# [Supplied passage]
"""

Surfing utopia at Raglan, New Zealand

The laidback town of Raglan, about 150km southwest of Auckland, is beloved by in-the-know surfers for both its legendary left-handers and its bohemian vibe. Lines of perfect breakers appear like blue corduroy along the shore here, watched over by the majestic Mount Karioi or “Sleeping Lady”.

For beginners, the best place to paddle out is sandy-bottomed Ngarunui Beach, 5km out of town. For seasoned surfers, the wildest rides are found at Manu Bay, around 8km from Raglan, which starred in the cult 1960s surf flick, Endless Summer. Manu’s exposed point break provides one of the longest and most consistent waves on the planet and it regularly hosts pro surfing competitions. Ideally, it’s best sampled at low tide when there are offshore, southeasterly winds, but you’ll find it packed with grinning, wet-suited locals whatever the weather.

More information on Raglan (including surf cams) is available at http://www.raglan.net.nz. For details of YHA Solscape Eco Retreat, check out http://www.solscape.co.nz.

"""

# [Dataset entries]

"""

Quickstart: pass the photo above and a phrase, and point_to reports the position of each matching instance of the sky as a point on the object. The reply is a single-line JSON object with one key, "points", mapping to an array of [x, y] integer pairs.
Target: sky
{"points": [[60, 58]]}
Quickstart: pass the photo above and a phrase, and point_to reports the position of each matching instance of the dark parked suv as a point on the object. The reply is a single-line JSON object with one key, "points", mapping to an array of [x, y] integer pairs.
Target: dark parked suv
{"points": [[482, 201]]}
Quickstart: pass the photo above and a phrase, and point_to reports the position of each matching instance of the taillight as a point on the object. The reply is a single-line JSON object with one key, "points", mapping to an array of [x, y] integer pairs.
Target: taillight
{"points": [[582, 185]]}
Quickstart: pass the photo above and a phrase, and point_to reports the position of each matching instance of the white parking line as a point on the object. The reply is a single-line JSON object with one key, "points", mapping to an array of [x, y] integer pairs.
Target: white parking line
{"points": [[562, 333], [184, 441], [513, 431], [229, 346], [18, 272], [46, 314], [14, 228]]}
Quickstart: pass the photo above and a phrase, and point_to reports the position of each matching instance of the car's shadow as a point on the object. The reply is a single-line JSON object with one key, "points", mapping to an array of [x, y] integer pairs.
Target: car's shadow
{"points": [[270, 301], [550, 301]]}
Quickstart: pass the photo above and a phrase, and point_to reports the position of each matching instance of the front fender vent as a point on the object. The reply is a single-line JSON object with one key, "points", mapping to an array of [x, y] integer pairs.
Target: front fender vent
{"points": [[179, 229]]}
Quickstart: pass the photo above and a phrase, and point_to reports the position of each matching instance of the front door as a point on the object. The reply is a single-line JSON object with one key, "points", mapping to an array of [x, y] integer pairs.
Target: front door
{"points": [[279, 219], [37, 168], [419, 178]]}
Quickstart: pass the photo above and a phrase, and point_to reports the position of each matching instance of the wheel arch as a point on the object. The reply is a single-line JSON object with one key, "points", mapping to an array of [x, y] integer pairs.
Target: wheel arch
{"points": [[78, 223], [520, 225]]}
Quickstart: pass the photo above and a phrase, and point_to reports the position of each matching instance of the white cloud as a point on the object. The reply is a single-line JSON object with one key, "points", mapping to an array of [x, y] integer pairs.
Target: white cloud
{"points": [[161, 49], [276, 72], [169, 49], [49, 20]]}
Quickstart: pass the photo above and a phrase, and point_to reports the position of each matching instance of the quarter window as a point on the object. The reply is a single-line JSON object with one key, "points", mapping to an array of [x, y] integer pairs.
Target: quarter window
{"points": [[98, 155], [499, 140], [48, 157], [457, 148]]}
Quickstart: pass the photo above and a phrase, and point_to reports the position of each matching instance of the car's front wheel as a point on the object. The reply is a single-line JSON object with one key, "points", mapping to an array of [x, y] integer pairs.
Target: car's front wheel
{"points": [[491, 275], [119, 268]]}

"""

Please pick up the passage on surfing at Raglan, New Zealand, and continue it from its final sentence.

Have a swell time in Taghazout, Morocco

Ice-cream headaches, chilly wetsuits in snow-covered car parks and blown-out waves beneath leaden skies; a north European winter can make the most dedicated surfer think twice. Why bother when in a few hours, many landlocked surfers could access perfect right-hand points, blue skies, 16°C water and the exoticism of Africa? Small wonder Taghazout is spoken of in revered tones.

The ramshackle fishing village, 20km from Agadir international airport, has come a long way. A hippy hangout in the 1960s, Taghazout is now known for great winter waves. Come late November, the first visitors arrive to join a clique of hardcore locals. By January, when low-pressure systems barrel west across the North Atlantic to lash northern countries with storm-force winds and rain, the breaks are busy with an accomplished international crew. And it’s cheap, too, when double rooms sourced from local families cost around 450dh a week and a tajine can be had for the price of a beer back home.

From Agadir airport, buses (to Essaouira) or taxis go to Taghazout. Most accommodation is through local host families; alternatively try Auberge Amouage Taghazout (00 212 (0) 2820 0272).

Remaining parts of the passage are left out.